#### To do:
Copy out the whole listing exactly as written, leaving the pictures behind.

#### Supplied data:
┄┄┄┄┄┄

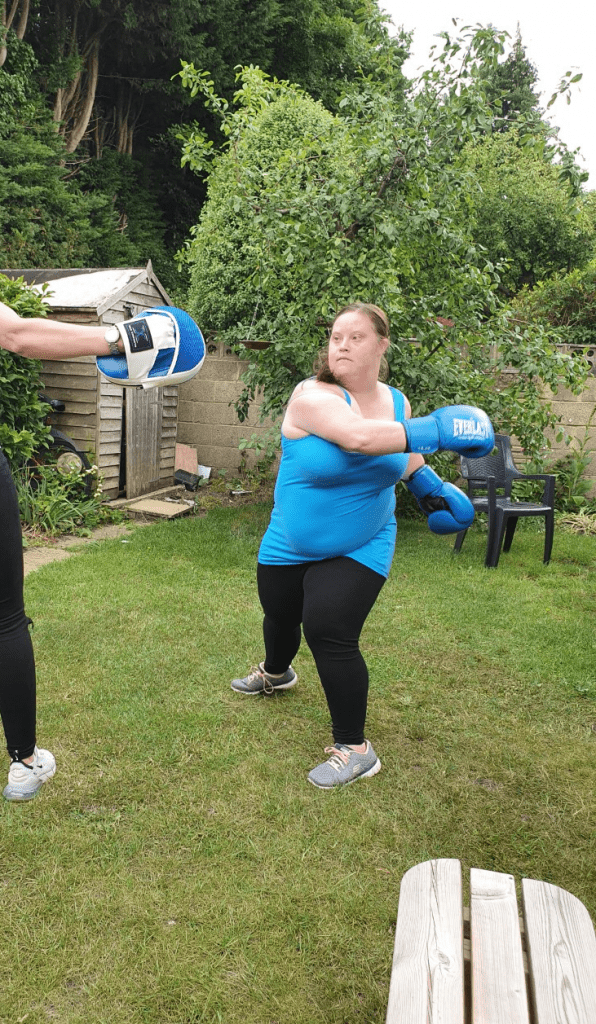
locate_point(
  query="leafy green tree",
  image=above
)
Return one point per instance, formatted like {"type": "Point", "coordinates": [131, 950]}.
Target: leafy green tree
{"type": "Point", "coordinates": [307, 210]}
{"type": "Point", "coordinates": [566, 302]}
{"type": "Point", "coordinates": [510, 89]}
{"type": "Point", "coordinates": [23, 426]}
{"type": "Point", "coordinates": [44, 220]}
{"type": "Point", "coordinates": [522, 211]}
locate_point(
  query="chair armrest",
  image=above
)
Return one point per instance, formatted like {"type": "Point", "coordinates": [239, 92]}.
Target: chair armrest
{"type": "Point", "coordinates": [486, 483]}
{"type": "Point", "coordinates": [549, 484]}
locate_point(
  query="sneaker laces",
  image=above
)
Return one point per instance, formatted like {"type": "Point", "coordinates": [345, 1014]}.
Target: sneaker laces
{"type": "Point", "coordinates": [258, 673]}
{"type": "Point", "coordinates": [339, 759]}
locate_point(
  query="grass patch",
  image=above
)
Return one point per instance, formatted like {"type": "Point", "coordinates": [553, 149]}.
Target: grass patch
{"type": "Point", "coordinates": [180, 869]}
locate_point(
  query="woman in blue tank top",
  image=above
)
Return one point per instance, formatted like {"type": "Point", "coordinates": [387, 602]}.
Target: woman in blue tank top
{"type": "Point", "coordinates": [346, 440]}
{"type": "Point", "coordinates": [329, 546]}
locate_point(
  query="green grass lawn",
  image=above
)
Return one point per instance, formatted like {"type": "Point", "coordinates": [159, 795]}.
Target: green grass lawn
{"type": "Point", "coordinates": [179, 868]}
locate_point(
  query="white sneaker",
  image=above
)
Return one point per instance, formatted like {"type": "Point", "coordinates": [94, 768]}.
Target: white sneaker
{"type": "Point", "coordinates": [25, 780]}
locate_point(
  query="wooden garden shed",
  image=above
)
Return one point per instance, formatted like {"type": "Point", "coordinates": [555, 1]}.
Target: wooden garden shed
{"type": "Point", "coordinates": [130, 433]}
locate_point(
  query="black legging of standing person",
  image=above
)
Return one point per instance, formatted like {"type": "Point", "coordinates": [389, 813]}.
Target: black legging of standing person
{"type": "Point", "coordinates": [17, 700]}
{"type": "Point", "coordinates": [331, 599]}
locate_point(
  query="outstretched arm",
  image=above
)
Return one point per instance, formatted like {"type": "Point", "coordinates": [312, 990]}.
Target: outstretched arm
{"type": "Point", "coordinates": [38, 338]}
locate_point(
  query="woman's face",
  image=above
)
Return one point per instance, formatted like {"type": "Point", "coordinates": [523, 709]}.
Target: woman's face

┄┄┄┄┄┄

#### Solution to this task:
locate_point(
  query="leafy green tree",
  image=above
)
Return one point per instance, formatted like {"type": "Point", "coordinates": [131, 950]}.
Target: leafy green tree
{"type": "Point", "coordinates": [307, 210]}
{"type": "Point", "coordinates": [566, 302]}
{"type": "Point", "coordinates": [510, 89]}
{"type": "Point", "coordinates": [23, 426]}
{"type": "Point", "coordinates": [44, 220]}
{"type": "Point", "coordinates": [522, 211]}
locate_point(
  query="chair armrest",
  image=above
)
Return one point per instance, formatted like {"type": "Point", "coordinates": [239, 92]}.
Target: chair armrest
{"type": "Point", "coordinates": [486, 483]}
{"type": "Point", "coordinates": [549, 484]}
locate_point(
  query="sneaker laces",
  image=above
)
Return one point per instance, formatted like {"type": "Point", "coordinates": [345, 1014]}.
Target: sneaker laces
{"type": "Point", "coordinates": [258, 673]}
{"type": "Point", "coordinates": [339, 759]}
locate_point(
  query="grass patch",
  image=above
)
Return one point per instance, formatted like {"type": "Point", "coordinates": [553, 149]}.
Target: grass patch
{"type": "Point", "coordinates": [180, 869]}
locate_point(
  query="woman in blue tank top",
  image=above
)
Return one point per instance, formatted like {"type": "Point", "coordinates": [387, 602]}.
Target: woman in blue tank top
{"type": "Point", "coordinates": [346, 440]}
{"type": "Point", "coordinates": [329, 546]}
locate_point(
  query="green grass lawn",
  image=above
)
Return one point per instance, formatted like {"type": "Point", "coordinates": [159, 795]}.
Target: green grass lawn
{"type": "Point", "coordinates": [179, 868]}
locate_point(
  query="white sneaker",
  image=above
)
Return one point per instance, formatted like {"type": "Point", "coordinates": [94, 768]}.
Target: white sneaker
{"type": "Point", "coordinates": [25, 780]}
locate_point(
  query="wooden garden shed",
  image=above
)
Return one point per instance, formatted like {"type": "Point", "coordinates": [555, 1]}.
Target: wooden garden shed
{"type": "Point", "coordinates": [130, 433]}
locate_point(
  query="black legging of standing person",
  image=above
)
Return one point per instance, formatted like {"type": "Point", "coordinates": [389, 813]}.
Target: black legging of standing person
{"type": "Point", "coordinates": [17, 700]}
{"type": "Point", "coordinates": [331, 599]}
locate_point(
  query="outstretched arm",
  image=above
)
Return one point per instance, formatted like {"type": "Point", "coordinates": [312, 990]}.
Target: outstretched arm
{"type": "Point", "coordinates": [38, 338]}
locate_point(
  query="woman's face",
  image=above
)
Return one point per instance, formatted like {"type": "Point", "coordinates": [523, 709]}.
Target: woman's face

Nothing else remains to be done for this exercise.